PASSAGE GIVEN:
It’s The Sound of Young America, I’m Jesse Thorn. My guest on this program, Rob Halford, has earned the title metal god as the front man of the legendary metal band Judas Priest and as a solo artist. He is one of the kings of the heavy metal genre. His newest solo album is actually a Christmas record, or at least a holiday record called Winter Songs. Rob, welcome to The Sound of Young America, it’s great to have you on the show.

ROB HALFORD: Thank you Jesse, the feelings mutual. It’s wonderful to be with you all today.

JESSE THORN: That’s what I like to hear, that’s the kind of enthusiasm we’re looking for, Rob.

ROB HALFORD: Good.

JESSE THORN: So you were born in 1951, which means that when you were finishing high school and you were in your late teens it was just as heavy rock music was emerging from early rock and psychedelic rock. What was the music that you heard that made you think, I like rock, and I want it to be loud and hard.

ROB HALFORD: Well actually Jesse, it was even before that because I can remember my Aunt Pat giving me an old record player that she wanted to get rid of. It was still in pretty good working order. I think I was probably ten or eleven when she gave me this record player, and I lifted the lid and there was a bunch of 45s, singles, in the deck. It was Little Richard, Bill Haley and the Comets, and Elvis Presley. I played them all back to back. Even at that age, at that moment it was like, My God, this is me, this is electric, this is contacting me in such a strong personal way. Something’s going on here. Why is it making me feel this way? I just felt alive and genuinely excited. So even from that point before – – as I grew slightly beyond my teenage years it was already in my system. Obviously Hendrix, The Yardbirds, Cream, King Crimson, early Led Zeppelin, early Deep Purple, The Who. All of these people were the ones that I was listening to.

JESSE THORN: The first couple of albums that Judas Priest made didn’t have any huge hits on them and it must have been a bit of a struggle to continue to be working as a musician. Did you feel confident that this was going to become something?

ROB HALFORD: Yes. I think self-belief is absolutely vital no matter what you do in life. No matter what you’re going to do, you’ve got to have that inner drive; particularly in the entertainment business. I say that rather than the heavy metal business or the rock and roll business, because that’s what we do. There are so many pitfalls and there are so many days where you say “Is it worth it? I’m going to give up, this is crazy. I’m not getting anywhere.” That really put you through that kind of apprenticeship period of, look, if this means so much to you, you will do anything that you need to do. You will go through whatever you need to go through, and particularly in my role as Judas Priest we did all of that. We did the sleeping in the back of the van. We did the barely having enough food for one meal a day type of deal. K.K. scrubbing his teeth in the snow in Scandinavia, is not a story made up, it’s a real thing.

AIM A: Transcribe the part of the Rob Halford interview from "It’s The Sound" to "looking for, Rob.".
AIM B: Go on with the Rob Halford interview, picking up right after its final sentence.
The entries that come after this interview aren't required for any of the work here.

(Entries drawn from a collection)
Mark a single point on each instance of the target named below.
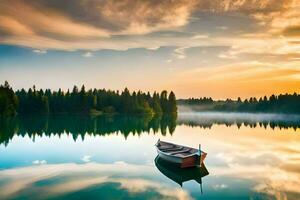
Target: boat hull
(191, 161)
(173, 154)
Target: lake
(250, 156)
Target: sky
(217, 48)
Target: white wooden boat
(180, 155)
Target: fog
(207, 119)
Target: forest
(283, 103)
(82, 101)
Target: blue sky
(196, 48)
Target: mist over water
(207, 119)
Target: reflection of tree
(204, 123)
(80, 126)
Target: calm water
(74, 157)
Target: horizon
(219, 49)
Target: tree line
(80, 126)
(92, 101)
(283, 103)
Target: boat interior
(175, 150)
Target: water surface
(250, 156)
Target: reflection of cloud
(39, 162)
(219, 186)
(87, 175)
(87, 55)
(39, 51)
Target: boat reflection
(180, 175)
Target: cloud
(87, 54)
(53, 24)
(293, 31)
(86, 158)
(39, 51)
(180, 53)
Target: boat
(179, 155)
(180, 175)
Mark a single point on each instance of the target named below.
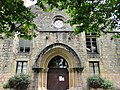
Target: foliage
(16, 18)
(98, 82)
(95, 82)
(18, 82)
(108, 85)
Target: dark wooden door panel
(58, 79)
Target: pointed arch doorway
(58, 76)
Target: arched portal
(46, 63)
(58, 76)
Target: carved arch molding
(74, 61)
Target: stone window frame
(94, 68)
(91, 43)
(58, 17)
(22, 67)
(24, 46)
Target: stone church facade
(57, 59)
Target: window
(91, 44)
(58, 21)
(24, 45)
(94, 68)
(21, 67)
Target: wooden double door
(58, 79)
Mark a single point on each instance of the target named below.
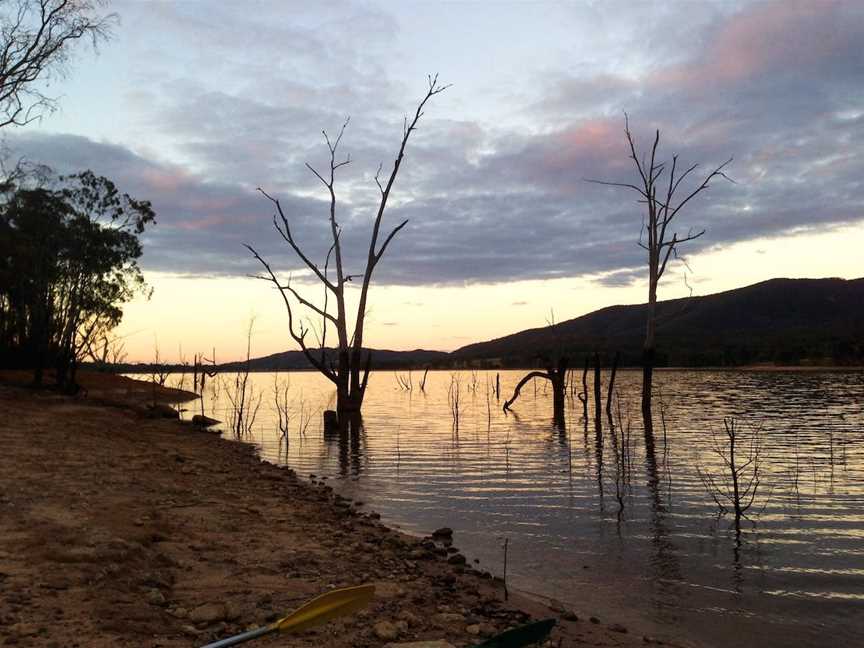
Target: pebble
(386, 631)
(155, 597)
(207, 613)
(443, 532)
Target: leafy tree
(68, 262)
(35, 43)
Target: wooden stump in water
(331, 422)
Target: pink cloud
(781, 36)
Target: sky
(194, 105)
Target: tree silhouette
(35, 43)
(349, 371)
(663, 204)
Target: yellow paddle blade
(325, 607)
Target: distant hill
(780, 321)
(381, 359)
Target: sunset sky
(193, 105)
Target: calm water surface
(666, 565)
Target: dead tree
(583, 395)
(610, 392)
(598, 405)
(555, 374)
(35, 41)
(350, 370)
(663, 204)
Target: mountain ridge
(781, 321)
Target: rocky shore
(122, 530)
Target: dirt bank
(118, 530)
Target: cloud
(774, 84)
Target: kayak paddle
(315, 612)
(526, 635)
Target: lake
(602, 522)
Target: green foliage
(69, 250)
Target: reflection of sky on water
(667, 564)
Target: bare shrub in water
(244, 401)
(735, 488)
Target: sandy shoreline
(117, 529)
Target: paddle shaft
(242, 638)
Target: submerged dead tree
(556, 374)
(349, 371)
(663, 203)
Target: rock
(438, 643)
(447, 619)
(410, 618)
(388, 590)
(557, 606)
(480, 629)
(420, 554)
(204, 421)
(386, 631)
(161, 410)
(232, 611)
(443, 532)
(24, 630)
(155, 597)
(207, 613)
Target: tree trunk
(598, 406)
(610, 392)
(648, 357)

FINAL RESULT A:
It’s The Sound of Young America, I’m Jesse Thorn. My guest on this program, Rob Halford, has earned the title metal god as the front man of the legendary metal band Judas Priest and as a solo artist. He is one of the kings of the heavy metal genre. His newest solo album is actually a Christmas record, or at least a holiday record called Winter Songs. Rob, welcome to The Sound of Young America, it’s great to have you on the show.

ROB HALFORD: Thank you Jesse, the feelings mutual. It’s wonderful to be with you all today.

JESSE THORN: That’s what I like to hear, that’s the kind of enthusiasm we’re looking for, Rob.

FINAL RESULT B:
The first record that we made Rocka Rolla it was called, our first label, we went to them and asked them for $20 a week each to survive because if we didn’t have that we’d have to have second sources of income. And they turned us down flat, so right through the early parts of the bands career and Priest especially we were doing multiple jobs just to pay the bills and put some food in your stomach, but most of it went into equipment obviously. New strings, new drum skins, a new mic, whatever it was. You have to really figure that out. You really have to figure this out right at the early stage. The thing is what happens there is your early music is probably sometimes your best music because you’ve got nothing to lose. You’re not famous, you haven’t got a gold record, you haven’t got a platinum record, you’re not playing in front of thousands of people. Your creativity is coming from a very pure source. Now in my 38th or 39th year of being a professional musician I look back at those early days with a lot of fond memories.

JESSE THORN: You came out in the early 90s. When and to what extent were you out as gay to your friends and your family and the people that you were working with in Judas Priest?

ROB HALFORD: With family it was never discussed, it still isn’t discussed now. Me and my partner have been together 15 years. It’s like the elephant in the living room type of deal. I love my family dearly and they respect me as much as I respect them – – that, at the end of the day, is the issue isn’t it? Respect. Respect each other for who we are, we’re all different; different sexual orientation, different religion, different color of the skin, different jobs, different social status. It doesn’t really matter; if the respect is there we can get through a lot of things in life.

With me, being a metal head, being in an essentially, and to some extent still essentially homophobic realm in music, it was difficult. But you learn to deal with it. What I was doing for the longest time was putting a lot of things before myself, and when I went through my drug and rehab thing in 1986, I’ve been clean and sober since 1986, I was taught you got to put your own house in order first. You’ve got to really – – it’s not being selfish, you’ve got to get yourself figured out, and then everything else will not necessarily fall into place around you, but at least you can take care of other things. But look after your own needs first, and I thought, Is that the right way to live? But it is. It’s the only way you can remain sane and sensible and in the end connect and be helpful and useful to other people when you need to.

I struggled with all that through many, many years until the moment came when – – very un preplanned I mentioned “speaking as a gay man yadda yadda yadda,” I was speaking on MTV. The producer dropped his clipboard and was like, Did he just say that? It was like a firestorm around the world. What we all found very, very quickly was that in the metal community it’s nothing more than the greatest place to be in terms of respect and tolerance and compassion and understanding. It’s probably easy for me to say that because I’ve already reached a level of success. I also found out that a lot of people were going yea, we knew that anyway. But I didn’t know that. It’s a you can’t see the wood for the trees type of deal.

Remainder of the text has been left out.